Directive. Render the material below as a numbered list, dropping any blank lines and leaving out the pictures.

Given records.

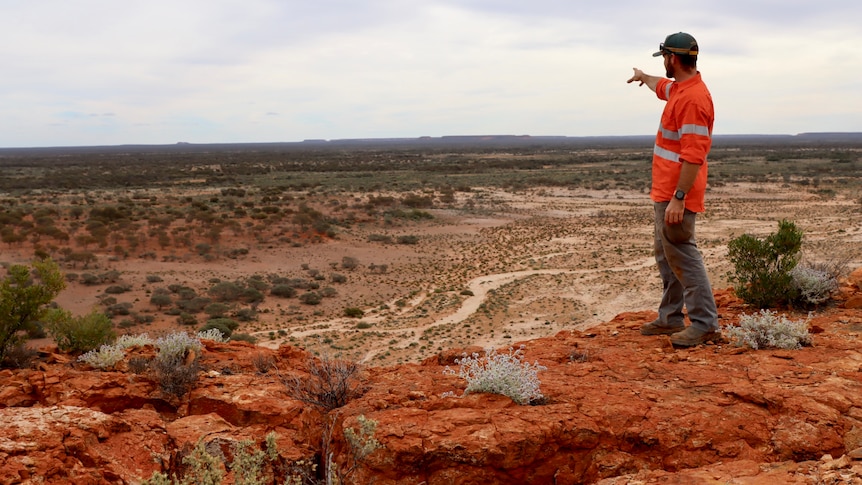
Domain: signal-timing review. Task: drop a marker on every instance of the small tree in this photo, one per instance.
(24, 297)
(80, 334)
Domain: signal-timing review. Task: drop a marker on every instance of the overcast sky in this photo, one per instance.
(106, 72)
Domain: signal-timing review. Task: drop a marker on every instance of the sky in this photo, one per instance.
(108, 72)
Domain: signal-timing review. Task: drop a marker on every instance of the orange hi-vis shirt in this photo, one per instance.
(685, 134)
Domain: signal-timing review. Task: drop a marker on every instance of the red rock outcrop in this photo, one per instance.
(619, 408)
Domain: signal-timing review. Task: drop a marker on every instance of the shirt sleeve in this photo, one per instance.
(662, 89)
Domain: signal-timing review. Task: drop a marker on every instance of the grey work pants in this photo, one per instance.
(683, 274)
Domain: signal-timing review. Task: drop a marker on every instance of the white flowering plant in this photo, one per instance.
(213, 334)
(814, 285)
(173, 347)
(505, 374)
(766, 329)
(126, 341)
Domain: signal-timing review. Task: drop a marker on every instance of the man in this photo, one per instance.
(679, 171)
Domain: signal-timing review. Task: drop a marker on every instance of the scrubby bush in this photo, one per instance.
(161, 300)
(175, 376)
(105, 357)
(80, 334)
(117, 289)
(24, 296)
(766, 329)
(126, 341)
(225, 326)
(310, 298)
(331, 383)
(213, 334)
(408, 239)
(283, 291)
(225, 291)
(353, 312)
(814, 286)
(243, 337)
(763, 267)
(505, 374)
(175, 346)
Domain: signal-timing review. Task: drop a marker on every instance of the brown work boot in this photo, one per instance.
(657, 328)
(692, 336)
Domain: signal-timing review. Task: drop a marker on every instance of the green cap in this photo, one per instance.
(680, 43)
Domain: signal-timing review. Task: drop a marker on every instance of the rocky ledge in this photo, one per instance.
(619, 408)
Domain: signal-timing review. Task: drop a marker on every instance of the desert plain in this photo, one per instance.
(388, 254)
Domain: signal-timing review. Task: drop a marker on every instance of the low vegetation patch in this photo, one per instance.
(768, 330)
(505, 374)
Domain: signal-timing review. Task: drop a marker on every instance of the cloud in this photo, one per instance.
(201, 70)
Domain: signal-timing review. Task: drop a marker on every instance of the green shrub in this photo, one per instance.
(283, 291)
(117, 289)
(243, 337)
(763, 267)
(24, 296)
(187, 319)
(80, 334)
(353, 312)
(505, 374)
(126, 341)
(766, 329)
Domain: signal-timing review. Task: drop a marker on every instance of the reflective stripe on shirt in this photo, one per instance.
(666, 154)
(685, 130)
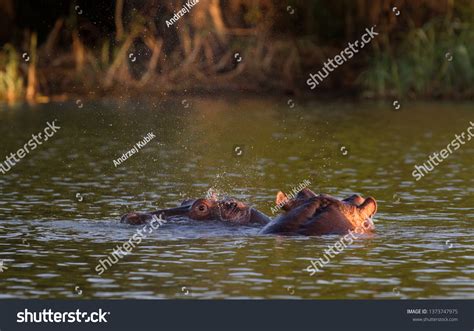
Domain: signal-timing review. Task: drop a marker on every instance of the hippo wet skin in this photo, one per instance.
(310, 214)
(227, 210)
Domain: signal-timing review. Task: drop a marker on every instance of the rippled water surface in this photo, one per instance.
(59, 206)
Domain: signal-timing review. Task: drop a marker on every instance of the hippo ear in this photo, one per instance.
(305, 193)
(369, 207)
(281, 198)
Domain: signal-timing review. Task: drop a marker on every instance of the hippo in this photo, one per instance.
(311, 214)
(228, 210)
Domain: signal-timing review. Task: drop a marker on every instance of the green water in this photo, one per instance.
(59, 205)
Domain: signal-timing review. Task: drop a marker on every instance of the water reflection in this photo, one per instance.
(59, 206)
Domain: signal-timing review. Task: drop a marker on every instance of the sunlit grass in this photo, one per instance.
(11, 81)
(434, 60)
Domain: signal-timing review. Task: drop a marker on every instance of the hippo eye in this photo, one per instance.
(202, 208)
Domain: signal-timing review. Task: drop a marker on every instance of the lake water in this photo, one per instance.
(60, 205)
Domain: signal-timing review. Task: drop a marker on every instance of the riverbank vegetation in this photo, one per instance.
(92, 49)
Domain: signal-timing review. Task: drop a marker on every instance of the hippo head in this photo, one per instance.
(300, 198)
(311, 214)
(228, 210)
(234, 211)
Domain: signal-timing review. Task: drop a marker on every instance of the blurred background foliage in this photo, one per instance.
(54, 49)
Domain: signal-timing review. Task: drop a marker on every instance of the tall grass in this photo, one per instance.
(11, 81)
(434, 60)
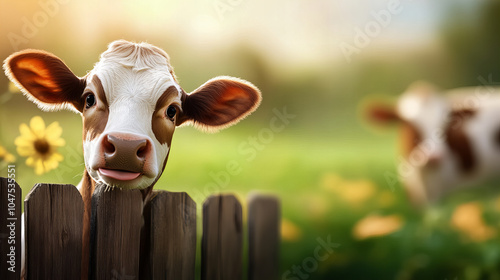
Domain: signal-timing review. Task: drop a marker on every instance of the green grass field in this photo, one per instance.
(327, 183)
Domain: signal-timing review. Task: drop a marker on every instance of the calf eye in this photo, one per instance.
(90, 100)
(171, 111)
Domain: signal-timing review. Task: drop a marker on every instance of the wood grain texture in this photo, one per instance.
(263, 237)
(53, 228)
(115, 232)
(10, 229)
(222, 240)
(173, 236)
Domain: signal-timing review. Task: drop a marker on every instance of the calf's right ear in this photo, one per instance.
(45, 80)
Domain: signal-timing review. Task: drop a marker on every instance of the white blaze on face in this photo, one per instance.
(132, 90)
(427, 112)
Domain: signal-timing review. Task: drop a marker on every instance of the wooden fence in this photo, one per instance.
(129, 240)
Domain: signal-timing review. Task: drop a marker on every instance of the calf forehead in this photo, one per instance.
(140, 72)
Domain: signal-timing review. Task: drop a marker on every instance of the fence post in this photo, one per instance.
(263, 237)
(222, 241)
(115, 231)
(53, 230)
(173, 236)
(10, 229)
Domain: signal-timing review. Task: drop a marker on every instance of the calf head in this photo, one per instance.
(433, 145)
(130, 104)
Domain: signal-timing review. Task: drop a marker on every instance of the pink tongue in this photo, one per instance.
(119, 175)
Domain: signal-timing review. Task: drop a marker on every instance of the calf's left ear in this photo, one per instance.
(219, 103)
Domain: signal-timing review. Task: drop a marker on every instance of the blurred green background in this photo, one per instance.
(318, 61)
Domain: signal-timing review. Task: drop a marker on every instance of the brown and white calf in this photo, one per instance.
(449, 140)
(130, 104)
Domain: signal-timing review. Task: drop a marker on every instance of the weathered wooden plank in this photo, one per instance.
(263, 237)
(222, 240)
(10, 229)
(53, 230)
(173, 236)
(115, 232)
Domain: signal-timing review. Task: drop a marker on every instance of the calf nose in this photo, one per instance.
(125, 153)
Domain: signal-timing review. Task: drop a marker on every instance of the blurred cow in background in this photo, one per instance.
(449, 140)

Solution for this task.
1. Domain: signal-timing review. Task: drop a marker on every instance of the small tree in this photo, one per instance.
2. (24, 297)
3. (80, 334)
4. Domain: signal-timing review. Task: drop a marker on every instance of the overcast sky in this photo, one per instance.
5. (106, 72)
6. Domain: signal-timing review. Task: drop a marker on every instance of the sky in this photo, one per instance.
7. (108, 72)
8. Domain: signal-timing review. Task: drop a marker on every instance of the orange hi-vis shirt in this photo, one per instance.
9. (685, 134)
10. Domain: signal-timing review. Task: drop a marker on every instance of the red rock outcrop in this photo, one per instance.
11. (619, 408)
12. Domain: signal-timing review. Task: drop a marker on every instance of the shirt sleeve in this photo, one per instance.
13. (662, 89)
14. Domain: signal-timing review. Task: drop a marker on every instance of the grey work pants in this photo, one per instance.
15. (683, 274)
16. Domain: signal-timing review. Task: drop a marker on every instance of the white flowering plant in this photo, one per instance.
17. (213, 334)
18. (814, 285)
19. (173, 347)
20. (505, 374)
21. (766, 329)
22. (126, 341)
23. Domain: signal-timing review. Task: drop a marker on every instance of the man in this photo, one per instance.
24. (679, 171)
25. Domain: signal-timing review. Task: drop a marker on every instance of the scrubby bush in this photo, one per instance.
26. (161, 300)
27. (175, 376)
28. (105, 357)
29. (80, 334)
30. (117, 289)
31. (24, 296)
32. (766, 329)
33. (126, 341)
34. (225, 326)
35. (310, 298)
36. (331, 383)
37. (213, 334)
38. (408, 239)
39. (283, 291)
40. (225, 291)
41. (353, 312)
42. (814, 286)
43. (243, 337)
44. (763, 267)
45. (505, 374)
46. (175, 346)
47. Domain: signal-timing review. Task: drop a marker on every instance of the brown work boot in this photo, one per instance.
48. (657, 328)
49. (692, 336)
50. Domain: signal-timing review. Task: drop a marker on every instance of the green cap in this photo, one per instance.
51. (680, 43)
52. Domain: signal-timing review. Task: drop a marker on every instance of the rocky ledge in this photo, one per instance.
53. (619, 408)
54. Domain: signal-timing review. Task: drop a marker on every instance of the desert plain in this photo, one per instance.
55. (388, 254)
56. Domain: signal-timing review. Task: drop a marker on every instance of the low vegetation patch in this photo, one per instance.
57. (768, 330)
58. (505, 374)
59. Domain: signal-timing review. Task: drop a marker on every instance of the cloud in this photo, one per instance.
60. (201, 70)
61. Domain: signal-timing review. Task: drop a marker on every instance of the green shrub in this photo, one per instance.
62. (283, 291)
63. (117, 289)
64. (243, 337)
65. (763, 267)
66. (24, 296)
67. (187, 319)
68. (80, 334)
69. (353, 312)
70. (505, 374)
71. (126, 341)
72. (766, 329)
73. Domain: signal-timing review. Task: drop a marker on every instance of the reflective stripe on shirt in this photo, one per instance.
74. (666, 154)
75. (685, 130)
76. Domain: signal-timing review. Task: drop a marker on every instance of the hippo wet skin in this photo, one per instance.
77. (310, 214)
78. (227, 210)
79. Domain: signal-timing review. Task: drop a marker on every instance of the rippled water surface in this photo, one per instance.
80. (59, 206)
81. Domain: signal-timing review. Task: drop a marker on every instance of the hippo ear in this photo, one per instance.
82. (305, 193)
83. (369, 207)
84. (281, 198)
85. Domain: signal-timing review. Task: drop a marker on every instance of the hippo in this photo, one per instance.
86. (311, 214)
87. (228, 210)
88. Domain: signal-timing review. Task: drop a marker on every instance of the green water in this photo, one per instance.
89. (59, 205)
90. Domain: signal-timing review. Task: drop a marker on every instance of the water reflection in this photo, one per instance.
91. (59, 206)
92. Domain: signal-timing review. Task: drop a marker on every instance of the sunlit grass in this photo, one per instance.
93. (11, 81)
94. (434, 60)
95. Domain: signal-timing review. Task: drop a marker on every instance of the hippo eye in this photo, one per instance.
96. (202, 208)
97. Domain: signal-timing review. Task: drop a marker on every instance of the lake water in this photo, one per instance.
98. (60, 205)
99. Domain: signal-timing review. Task: drop a marker on every instance of the riverbank vegetation in this photo, one per instance.
100. (92, 49)
101. Domain: signal-timing review. Task: drop a marker on every instance of the hippo head in this photo, one per instance.
102. (300, 198)
103. (311, 214)
104. (228, 210)
105. (234, 211)
106. Domain: signal-timing review. Task: drop a marker on every instance of the blurred background foliage in this photo, one per instance.
107. (54, 49)
108. Domain: signal-timing review. Task: drop a marker on every instance of the tall grass in this photo, one per instance.
109. (11, 81)
110. (434, 60)
111. Domain: signal-timing review. Task: drop a marker on every instance of the green grass field in this photo, one per instance.
112. (327, 183)
113. Domain: signal-timing review. Task: drop a marker on every instance of the calf eye in this photo, one per instance.
114. (90, 100)
115. (171, 111)
116. Domain: signal-timing review. Task: drop a marker on every instance of the wood grain texture in this photo, one per instance.
117. (263, 237)
118. (53, 228)
119. (115, 232)
120. (10, 229)
121. (222, 240)
122. (173, 236)
123. Domain: signal-timing review. Task: drop a marker on every instance of the calf's right ear in this photo, one per instance.
124. (45, 80)
125. Domain: signal-timing review. Task: drop a marker on every instance of the white blaze on face in this photo, one per instance.
126. (132, 90)
127. (427, 112)
128. Domain: signal-timing review. Task: drop a marker on every instance of the wooden fence in this photo, one per instance.
129. (129, 240)
130. Domain: signal-timing review. Task: drop a marker on every instance of the calf forehead in this photo, one per instance.
131. (140, 72)
132. Domain: signal-timing review. Task: drop a marker on every instance of the fence post in this photo, one per instance.
133. (263, 237)
134. (222, 241)
135. (115, 231)
136. (53, 230)
137. (173, 236)
138. (10, 229)
139. Domain: signal-timing review. Task: drop a marker on every instance of the calf head in this photo, one per instance.
140. (433, 145)
141. (130, 104)
142. Domain: signal-timing review. Task: drop a marker on every instance of the pink tongue in this photo, one per instance.
143. (119, 175)
144. Domain: signal-timing review. Task: drop a marker on every instance of the calf's left ear in this photo, one per instance.
145. (219, 103)
146. Domain: signal-timing review. Task: drop a marker on every instance of the blurred green background in this photo, one per instance.
147. (318, 61)
148. Domain: signal-timing review. Task: drop a marker on every instance of the brown and white calf in this photo, one per instance.
149. (449, 140)
150. (130, 104)
151. Domain: signal-timing review. Task: drop a marker on every instance of the weathered wooden plank in this photo, one per instance.
152. (263, 237)
153. (222, 240)
154. (10, 229)
155. (53, 230)
156. (173, 236)
157. (115, 232)
158. Domain: signal-timing review. Task: drop a marker on every instance of the calf nose in this photo, one per instance.
159. (125, 153)
160. Domain: signal-timing review. Task: drop a marker on every instance of the blurred cow in background in this photo, one per instance.
161. (449, 140)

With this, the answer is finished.